Data for processing
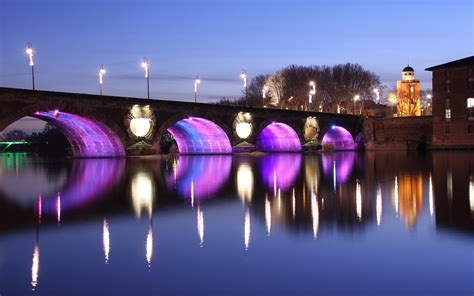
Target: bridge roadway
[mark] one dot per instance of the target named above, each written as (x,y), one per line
(111,126)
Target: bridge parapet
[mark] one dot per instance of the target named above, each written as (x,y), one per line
(141,123)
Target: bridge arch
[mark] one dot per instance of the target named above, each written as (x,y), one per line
(278,136)
(337,138)
(87,136)
(196,135)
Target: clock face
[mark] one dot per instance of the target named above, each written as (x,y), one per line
(140,126)
(243,129)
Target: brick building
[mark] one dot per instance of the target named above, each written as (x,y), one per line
(453,104)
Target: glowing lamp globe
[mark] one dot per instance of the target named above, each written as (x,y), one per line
(140,126)
(243,129)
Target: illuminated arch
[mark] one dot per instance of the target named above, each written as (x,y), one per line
(278,137)
(89,180)
(195,135)
(338,138)
(88,138)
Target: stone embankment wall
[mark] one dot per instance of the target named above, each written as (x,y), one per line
(398,133)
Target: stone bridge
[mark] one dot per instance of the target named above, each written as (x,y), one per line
(109,126)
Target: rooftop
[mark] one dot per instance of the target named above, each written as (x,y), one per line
(454,64)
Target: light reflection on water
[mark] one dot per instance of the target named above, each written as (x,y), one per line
(276,203)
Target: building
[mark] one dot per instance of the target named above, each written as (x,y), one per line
(408,94)
(453,104)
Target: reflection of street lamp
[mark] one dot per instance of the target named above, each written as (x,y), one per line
(264,94)
(312,91)
(243,76)
(377,94)
(356,98)
(29,52)
(101,75)
(146,66)
(197,81)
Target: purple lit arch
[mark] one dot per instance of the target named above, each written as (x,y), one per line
(339,138)
(89,180)
(88,138)
(196,135)
(278,137)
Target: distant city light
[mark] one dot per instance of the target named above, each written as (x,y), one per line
(197,81)
(377,94)
(29,52)
(101,76)
(243,76)
(146,67)
(356,98)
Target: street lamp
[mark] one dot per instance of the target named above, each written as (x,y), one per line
(29,52)
(243,76)
(356,98)
(146,67)
(312,91)
(393,100)
(377,94)
(197,81)
(264,94)
(101,75)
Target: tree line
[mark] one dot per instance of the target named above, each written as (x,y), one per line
(289,88)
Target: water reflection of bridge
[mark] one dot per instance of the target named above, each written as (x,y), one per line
(304,193)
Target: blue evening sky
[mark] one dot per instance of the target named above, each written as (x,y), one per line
(218,38)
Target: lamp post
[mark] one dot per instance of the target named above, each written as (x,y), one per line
(29,52)
(146,67)
(428,103)
(312,91)
(393,100)
(377,95)
(101,75)
(197,81)
(356,98)
(264,94)
(243,76)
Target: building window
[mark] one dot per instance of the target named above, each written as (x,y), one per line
(448,114)
(470,129)
(470,108)
(447,130)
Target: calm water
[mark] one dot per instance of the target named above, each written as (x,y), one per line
(331,224)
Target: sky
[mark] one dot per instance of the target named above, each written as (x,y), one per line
(216,39)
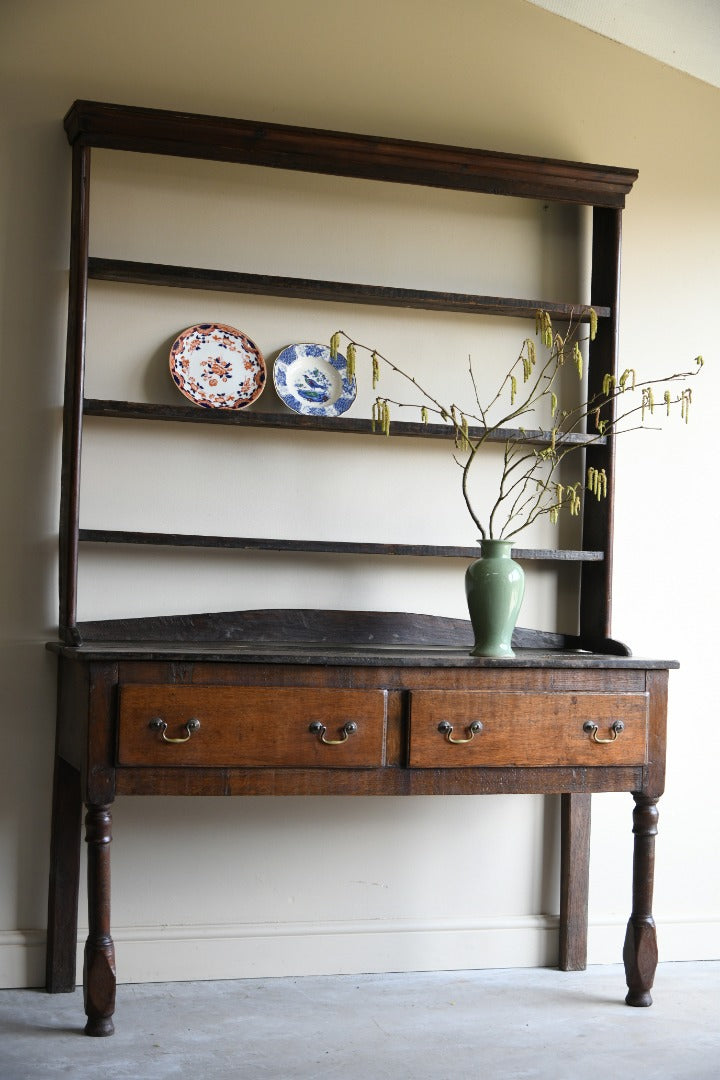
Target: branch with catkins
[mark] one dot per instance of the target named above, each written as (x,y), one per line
(528,486)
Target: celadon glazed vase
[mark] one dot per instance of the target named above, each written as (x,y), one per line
(494,585)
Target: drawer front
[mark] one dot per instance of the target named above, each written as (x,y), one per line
(524,729)
(250,726)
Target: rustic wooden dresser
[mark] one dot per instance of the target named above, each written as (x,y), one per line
(326,702)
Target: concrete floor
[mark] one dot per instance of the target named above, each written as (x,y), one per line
(490,1025)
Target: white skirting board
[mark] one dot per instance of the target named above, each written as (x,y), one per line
(266,950)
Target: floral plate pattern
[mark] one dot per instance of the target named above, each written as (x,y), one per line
(217,366)
(308,380)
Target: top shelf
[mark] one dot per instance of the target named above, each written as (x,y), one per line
(342,153)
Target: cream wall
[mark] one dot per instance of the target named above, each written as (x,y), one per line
(214,888)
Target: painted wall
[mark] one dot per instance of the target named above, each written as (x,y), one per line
(215,888)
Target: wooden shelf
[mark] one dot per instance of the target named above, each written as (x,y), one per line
(308,288)
(345,153)
(322,547)
(294,421)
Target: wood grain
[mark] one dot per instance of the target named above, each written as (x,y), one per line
(526,729)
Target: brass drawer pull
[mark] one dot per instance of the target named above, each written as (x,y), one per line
(446,728)
(157,724)
(318,729)
(593,731)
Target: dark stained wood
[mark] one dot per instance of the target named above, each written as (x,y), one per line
(395,781)
(321,547)
(73,393)
(316,626)
(62,948)
(525,728)
(279,660)
(574,879)
(99,959)
(308,288)
(257,726)
(295,421)
(640,948)
(596,581)
(342,153)
(255,713)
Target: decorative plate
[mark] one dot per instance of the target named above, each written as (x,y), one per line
(217,366)
(309,381)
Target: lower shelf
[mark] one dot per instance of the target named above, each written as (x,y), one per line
(324,547)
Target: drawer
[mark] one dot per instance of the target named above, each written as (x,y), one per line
(250,726)
(530,729)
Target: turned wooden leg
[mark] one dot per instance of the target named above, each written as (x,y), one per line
(574,878)
(99,962)
(62,947)
(640,949)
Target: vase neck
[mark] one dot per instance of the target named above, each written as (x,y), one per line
(496,549)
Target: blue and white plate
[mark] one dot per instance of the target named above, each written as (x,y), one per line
(309,381)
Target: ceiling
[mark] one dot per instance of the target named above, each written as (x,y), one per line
(682,34)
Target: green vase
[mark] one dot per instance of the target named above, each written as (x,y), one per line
(494,585)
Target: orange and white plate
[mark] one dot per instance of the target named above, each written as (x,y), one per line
(217,366)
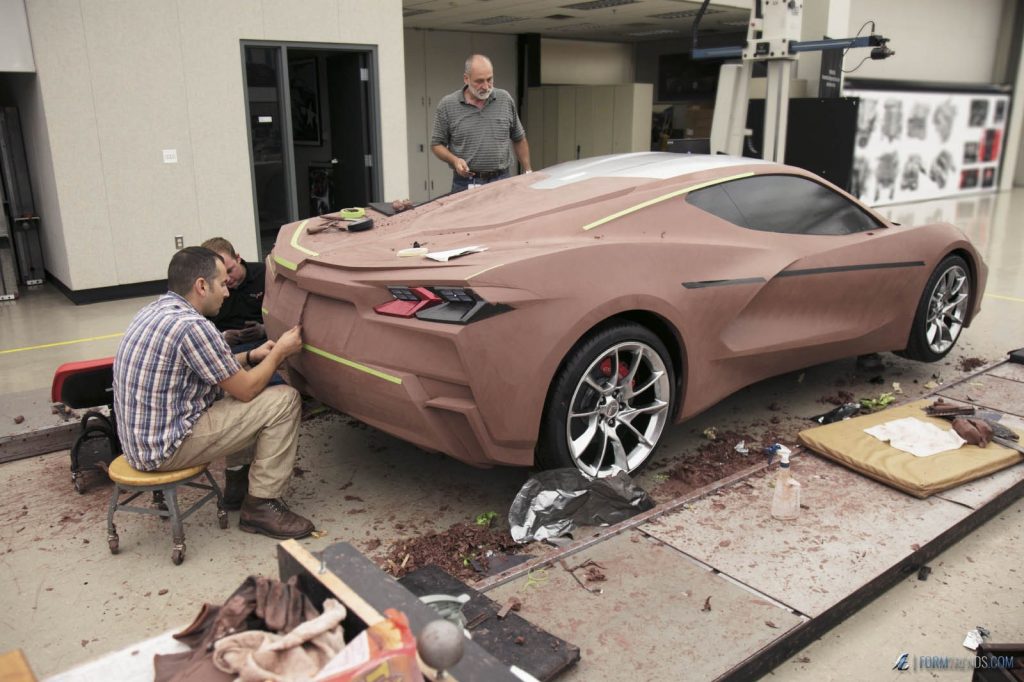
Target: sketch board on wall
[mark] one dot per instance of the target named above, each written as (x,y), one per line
(912,145)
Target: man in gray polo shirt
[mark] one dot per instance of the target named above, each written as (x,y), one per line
(473,127)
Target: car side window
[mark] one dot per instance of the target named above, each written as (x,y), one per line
(786,204)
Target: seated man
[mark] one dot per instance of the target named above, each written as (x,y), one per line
(241,317)
(170,375)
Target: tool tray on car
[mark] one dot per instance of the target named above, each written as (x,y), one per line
(82,385)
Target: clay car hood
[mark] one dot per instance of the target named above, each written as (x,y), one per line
(524,215)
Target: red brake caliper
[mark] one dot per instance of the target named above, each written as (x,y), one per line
(605,368)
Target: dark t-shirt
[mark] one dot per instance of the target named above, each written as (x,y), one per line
(244,303)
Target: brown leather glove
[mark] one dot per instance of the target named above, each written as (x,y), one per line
(975,431)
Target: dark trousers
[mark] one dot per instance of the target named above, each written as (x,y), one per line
(460,183)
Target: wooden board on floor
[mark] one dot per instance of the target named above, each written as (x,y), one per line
(366,591)
(512,639)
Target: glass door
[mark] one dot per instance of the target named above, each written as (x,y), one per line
(272,192)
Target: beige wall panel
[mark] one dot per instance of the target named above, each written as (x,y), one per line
(585,62)
(313,20)
(215,102)
(534,121)
(138,84)
(418,118)
(934,40)
(65,77)
(602,119)
(122,81)
(549,127)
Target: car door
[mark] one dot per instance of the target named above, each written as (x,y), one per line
(825,296)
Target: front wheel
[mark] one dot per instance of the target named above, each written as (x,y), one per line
(941,312)
(609,402)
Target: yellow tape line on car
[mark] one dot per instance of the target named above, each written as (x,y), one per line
(285,263)
(354,366)
(295,240)
(656,200)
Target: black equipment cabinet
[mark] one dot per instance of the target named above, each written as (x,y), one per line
(20,220)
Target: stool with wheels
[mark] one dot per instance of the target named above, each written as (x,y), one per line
(134,483)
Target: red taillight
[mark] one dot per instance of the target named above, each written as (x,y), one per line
(408,301)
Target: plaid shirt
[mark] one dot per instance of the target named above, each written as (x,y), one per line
(165,376)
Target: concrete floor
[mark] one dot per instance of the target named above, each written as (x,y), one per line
(65,599)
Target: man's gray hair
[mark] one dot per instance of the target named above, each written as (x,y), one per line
(469,61)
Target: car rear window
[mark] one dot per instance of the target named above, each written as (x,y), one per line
(786,204)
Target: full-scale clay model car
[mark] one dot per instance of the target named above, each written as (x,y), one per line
(597,301)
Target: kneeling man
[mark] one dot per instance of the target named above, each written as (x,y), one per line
(171,374)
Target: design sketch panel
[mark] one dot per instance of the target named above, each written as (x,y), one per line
(916,145)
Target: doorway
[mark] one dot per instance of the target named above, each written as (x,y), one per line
(313,130)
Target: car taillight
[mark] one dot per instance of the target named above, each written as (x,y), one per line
(452,305)
(408,301)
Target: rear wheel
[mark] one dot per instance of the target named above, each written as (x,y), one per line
(609,403)
(941,312)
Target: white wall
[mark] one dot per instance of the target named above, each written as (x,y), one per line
(120,81)
(583,62)
(15,45)
(934,40)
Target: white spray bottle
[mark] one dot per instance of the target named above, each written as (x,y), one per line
(785,502)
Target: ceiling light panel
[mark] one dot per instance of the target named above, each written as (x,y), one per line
(495,20)
(599,4)
(578,27)
(686,13)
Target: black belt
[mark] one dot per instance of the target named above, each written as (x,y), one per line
(488,175)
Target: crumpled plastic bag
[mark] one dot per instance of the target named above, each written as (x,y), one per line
(552,503)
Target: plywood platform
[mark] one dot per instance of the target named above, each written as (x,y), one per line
(748,591)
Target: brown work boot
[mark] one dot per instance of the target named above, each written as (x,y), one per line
(273,518)
(236,487)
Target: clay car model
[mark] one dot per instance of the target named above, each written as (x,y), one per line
(614,296)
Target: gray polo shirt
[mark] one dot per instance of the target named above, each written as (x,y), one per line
(478,135)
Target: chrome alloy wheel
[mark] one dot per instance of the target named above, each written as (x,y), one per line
(619,410)
(947,309)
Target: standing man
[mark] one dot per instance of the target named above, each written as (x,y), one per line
(473,127)
(241,316)
(170,375)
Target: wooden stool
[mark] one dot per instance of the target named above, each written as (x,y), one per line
(136,482)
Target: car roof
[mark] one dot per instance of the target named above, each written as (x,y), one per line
(653,165)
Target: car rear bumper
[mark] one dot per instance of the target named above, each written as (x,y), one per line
(404,377)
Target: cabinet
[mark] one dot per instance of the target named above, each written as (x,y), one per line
(567,122)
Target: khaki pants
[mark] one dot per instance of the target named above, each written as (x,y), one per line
(230,427)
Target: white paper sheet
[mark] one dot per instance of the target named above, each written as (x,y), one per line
(915,436)
(443,256)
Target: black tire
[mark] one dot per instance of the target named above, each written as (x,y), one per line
(935,332)
(637,419)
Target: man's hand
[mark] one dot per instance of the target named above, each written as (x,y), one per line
(461,167)
(259,353)
(290,342)
(253,331)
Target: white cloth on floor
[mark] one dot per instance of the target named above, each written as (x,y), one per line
(915,436)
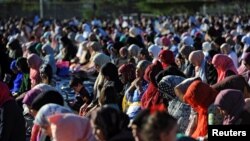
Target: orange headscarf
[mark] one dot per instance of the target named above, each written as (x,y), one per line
(200,96)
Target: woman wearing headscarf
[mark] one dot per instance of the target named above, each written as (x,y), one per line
(200,97)
(133,95)
(94,49)
(34,62)
(166,58)
(23,67)
(190,69)
(202,68)
(18,79)
(11,117)
(151,96)
(99,60)
(197,58)
(41,118)
(48,56)
(233,82)
(78,128)
(15,49)
(134,51)
(68,50)
(231,103)
(175,107)
(127,75)
(110,125)
(154,51)
(246,63)
(224,66)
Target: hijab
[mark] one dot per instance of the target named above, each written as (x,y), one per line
(185,51)
(128,70)
(167,58)
(100,59)
(232,102)
(134,50)
(197,58)
(155,50)
(223,63)
(78,128)
(200,96)
(246,58)
(47,110)
(151,96)
(34,62)
(167,84)
(236,82)
(4,94)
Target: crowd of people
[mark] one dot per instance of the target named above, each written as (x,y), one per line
(154,79)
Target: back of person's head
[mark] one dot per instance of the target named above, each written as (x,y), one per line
(51,96)
(46,72)
(159,125)
(108,95)
(75,81)
(22,65)
(110,70)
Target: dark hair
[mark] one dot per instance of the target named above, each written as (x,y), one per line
(22,64)
(146,53)
(108,95)
(47,97)
(75,81)
(157,123)
(46,70)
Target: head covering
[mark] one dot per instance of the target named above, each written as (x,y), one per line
(233,82)
(200,96)
(182,87)
(47,110)
(45,98)
(13,65)
(134,50)
(128,70)
(167,84)
(232,102)
(157,41)
(223,63)
(142,65)
(188,41)
(34,61)
(4,93)
(167,58)
(151,96)
(196,57)
(101,59)
(78,128)
(31,95)
(185,51)
(48,49)
(155,50)
(206,46)
(246,58)
(165,41)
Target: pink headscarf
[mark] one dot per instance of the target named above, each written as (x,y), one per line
(223,63)
(34,62)
(70,127)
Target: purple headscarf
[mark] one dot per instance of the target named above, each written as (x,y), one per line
(232,102)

Task instructions
Repeat the line containing "Target: orange headscarf" and all subsequent lines through the final line of the data, exactly and with no others.

The answer
Target: orange headscarf
[mark] one dot per instance of the target named above, each written as (x,y), one per line
(200,96)
Target: woman wearing headscarf
[mark] one dot per instance of the target named above, each written as (x,y), one per line
(200,97)
(133,95)
(94,49)
(34,62)
(166,58)
(23,67)
(190,69)
(202,68)
(18,79)
(11,117)
(151,96)
(99,60)
(197,58)
(41,118)
(48,56)
(233,82)
(78,128)
(15,49)
(134,51)
(68,50)
(231,103)
(175,107)
(127,75)
(110,125)
(154,51)
(246,63)
(224,66)
Target: hijab
[mark] one dot per instance of the target named above, each written as (x,y), one per line
(185,51)
(128,70)
(167,58)
(100,59)
(232,102)
(134,50)
(197,58)
(155,50)
(223,63)
(78,128)
(200,96)
(246,58)
(47,110)
(151,96)
(34,62)
(167,84)
(236,82)
(4,94)
Target: crowd of people
[mark] one dot per instance of the target named above, each written as (x,y), one per line
(154,79)
Target: back of person's head
[mark] one dot per instance of the target named above, each written as (x,y), one per line
(51,96)
(46,72)
(159,125)
(108,95)
(75,81)
(22,65)
(110,70)
Target: dark hair
[mark] one dot per instance of the target named above, each written as (x,y), one per line
(22,64)
(146,53)
(108,95)
(47,97)
(75,81)
(157,123)
(46,70)
Target: head covering
[mark] one dot per instance of the target named above, each written as (x,y), one per line
(233,82)
(200,96)
(182,87)
(47,110)
(45,98)
(13,65)
(134,50)
(128,70)
(167,84)
(232,102)
(157,41)
(223,63)
(142,65)
(188,41)
(34,61)
(4,93)
(167,58)
(151,96)
(196,57)
(101,59)
(78,128)
(31,95)
(185,51)
(48,49)
(155,50)
(206,46)
(246,58)
(165,41)
Target: pink headscarf
[mark] one dot per instance of the target named above, each written as (x,y), one per line
(223,63)
(34,62)
(70,127)
Target: purple headscarf
[mark] one dot per instance of the target named above, each written as (x,y), one per line
(232,102)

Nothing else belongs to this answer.